What the exercise asks
The data below needs to be returned exactly, line for line.

====== Exercise material

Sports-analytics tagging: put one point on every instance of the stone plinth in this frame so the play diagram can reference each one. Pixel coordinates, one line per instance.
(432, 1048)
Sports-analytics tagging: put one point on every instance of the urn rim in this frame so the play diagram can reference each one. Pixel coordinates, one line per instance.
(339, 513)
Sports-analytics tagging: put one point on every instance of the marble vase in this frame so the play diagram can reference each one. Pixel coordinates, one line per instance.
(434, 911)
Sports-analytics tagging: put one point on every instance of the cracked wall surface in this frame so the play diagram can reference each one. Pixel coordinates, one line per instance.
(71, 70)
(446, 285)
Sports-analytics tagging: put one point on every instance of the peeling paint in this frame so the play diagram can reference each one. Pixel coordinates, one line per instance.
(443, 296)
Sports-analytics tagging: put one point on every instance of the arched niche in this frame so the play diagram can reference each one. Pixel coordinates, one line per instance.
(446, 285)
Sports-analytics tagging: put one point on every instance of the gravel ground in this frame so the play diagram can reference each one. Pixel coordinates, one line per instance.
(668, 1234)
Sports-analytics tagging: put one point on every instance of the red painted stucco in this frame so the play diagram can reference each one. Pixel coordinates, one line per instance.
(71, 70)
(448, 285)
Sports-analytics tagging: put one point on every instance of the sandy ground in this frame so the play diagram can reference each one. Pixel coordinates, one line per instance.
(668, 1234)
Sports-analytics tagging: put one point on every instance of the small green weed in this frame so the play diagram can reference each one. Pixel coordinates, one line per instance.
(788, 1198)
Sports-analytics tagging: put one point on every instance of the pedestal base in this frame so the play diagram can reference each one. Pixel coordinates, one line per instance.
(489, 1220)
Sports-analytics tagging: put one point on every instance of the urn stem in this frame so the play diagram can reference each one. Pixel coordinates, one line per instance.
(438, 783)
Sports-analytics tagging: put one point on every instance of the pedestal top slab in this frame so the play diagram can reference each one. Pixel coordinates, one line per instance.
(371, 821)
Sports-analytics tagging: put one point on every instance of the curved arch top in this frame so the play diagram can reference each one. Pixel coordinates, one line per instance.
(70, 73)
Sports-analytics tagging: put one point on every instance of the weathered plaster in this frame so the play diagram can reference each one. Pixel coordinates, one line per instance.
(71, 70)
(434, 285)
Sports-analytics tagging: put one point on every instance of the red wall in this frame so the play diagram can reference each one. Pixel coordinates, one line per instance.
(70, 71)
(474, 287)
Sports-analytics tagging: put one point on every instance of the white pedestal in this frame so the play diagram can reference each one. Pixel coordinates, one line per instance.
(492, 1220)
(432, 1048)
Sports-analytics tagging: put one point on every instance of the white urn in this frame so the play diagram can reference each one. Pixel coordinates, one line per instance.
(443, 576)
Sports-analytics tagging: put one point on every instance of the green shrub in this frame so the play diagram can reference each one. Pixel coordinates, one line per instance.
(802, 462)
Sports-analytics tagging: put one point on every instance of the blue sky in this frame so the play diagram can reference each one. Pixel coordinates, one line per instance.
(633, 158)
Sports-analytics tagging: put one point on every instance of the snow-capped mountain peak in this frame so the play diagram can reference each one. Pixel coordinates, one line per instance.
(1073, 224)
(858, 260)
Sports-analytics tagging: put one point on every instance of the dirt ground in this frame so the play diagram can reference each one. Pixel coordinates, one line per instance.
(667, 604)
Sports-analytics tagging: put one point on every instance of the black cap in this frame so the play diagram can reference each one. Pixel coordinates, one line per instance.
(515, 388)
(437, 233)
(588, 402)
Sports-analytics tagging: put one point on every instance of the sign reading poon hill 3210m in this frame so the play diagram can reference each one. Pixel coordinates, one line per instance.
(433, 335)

============

Task solution
Sports-analytics tagging: put one point on every instance of the stone plinth in this frame so the play diagram can reference each one. Pixel coordinates, one line per instance.
(432, 1048)
Sports-analytics tagging: put one point on every instance of the urn rim in this frame so the play diagram can reference each one. Pixel coordinates, one line per instance.
(339, 513)
Sports-analytics tagging: put one point on every instance of the marble vase in this frame so the play diagram can reference each one. Pixel coordinates, one line per instance.
(434, 911)
Sports-analytics tagging: put one point on every instance of the cracked wall surface in this frame so the play diagram can reference each one. Pixel coordinates, one line per instance.
(71, 70)
(446, 285)
Sports-analytics tagging: put one point on every instance of the peeling paint in this frame so the play diagram can reference each one. Pixel coordinates, one line per instance.
(443, 296)
Sports-analytics tagging: put one point on every instance of the arched niche in this frame so the play diagram can reference each one. Pixel coordinates, one line per instance.
(446, 285)
Sports-analytics tagging: put one point on every instance of the gravel ground in this frame so the play diagram can reference each one. Pixel coordinates, one line per instance.
(668, 1234)
Sports-analytics tagging: put one point on every instance of the red painted stucco in this frame so the play diagram can reference each one. Pixel coordinates, one line per instance.
(71, 70)
(448, 285)
Sports-analytics tagging: put one point on every instance of the sandy ground in this frame so the play diagram can reference each one. Pixel coordinates, one line per instance.
(668, 1234)
Sports-analytics tagging: put one point on every instance of the small green weed in this frame so the play diagram can reference each one. Pixel coordinates, one line per instance.
(788, 1198)
Sports-analytics tagging: put one point on every instance of the pedestal base in this frame so the play diagram can reference each one. Pixel coordinates, one line per instance.
(489, 1220)
Sports-analytics tagging: put one point on every instance of the urn stem in this frame so the play diagram can reference each one. Pixel coordinates, one line per instance.
(438, 783)
Sports-analytics tagging: put one point on every instance of the pedestal top slab in this frame so the play diagram can reference each one. Pixel coordinates, one line per instance.
(371, 821)
Sports-analytics tagging: put one point on every instance of the curved arch top in this frame so the play diagram can reference each one. Pixel coordinates, one line per instance.
(70, 73)
Sports-analytics tagging: put one point on every instance of the weathered plaster in this frame so the play diagram can reference each one. Pixel coordinates, one line per instance.
(71, 70)
(434, 285)
Sports-analytics tagging: put one point on every instance of the red wall in this frame so the play diagram can reference each one. Pixel coordinates, one line per instance.
(70, 71)
(474, 287)
Sports-analytics tagging: put one point on every instance of the white pedestal in this frame so the play diagram can reference each one. Pixel coordinates, one line per instance.
(492, 1220)
(432, 1048)
Sports-analytics tagging: put one point on every instance of the white urn in this frame so the play diagram can reference each one. Pixel coordinates, one line per instance.
(443, 576)
Sports-analytics tagging: put one point on every instance of the green shrub in this frame so the play diagram can reference each one. Pixel coordinates, one line per instance.
(802, 462)
Sports-analytics tagging: put one point on every instance of the blue sky in this frame so the play diagram can reference each one. Pixel coordinates, one line per instance.
(633, 158)
Sports-analytics tagging: put one point on every instance of the snow-capped mountain peak in this frame so the play diagram can reference each one. Pixel coordinates, one line per instance.
(1073, 224)
(858, 260)
Sports-analytics tagging: put one point on every instance of the dirt ground in this frame so the play diagram can reference each one. Pixel coordinates, one line per instance.
(667, 604)
Sports-analytics tagging: put one point on every instance of the black cap in this frame so the play diagram can reference each one. Pixel coordinates, one line per instance.
(515, 388)
(437, 233)
(588, 402)
Sports-analytics tagging: put one point on every instance of the sign reading poon hill 3210m in this frame so the play diagram can reference each one. Pixel coordinates, one line per instance.
(433, 335)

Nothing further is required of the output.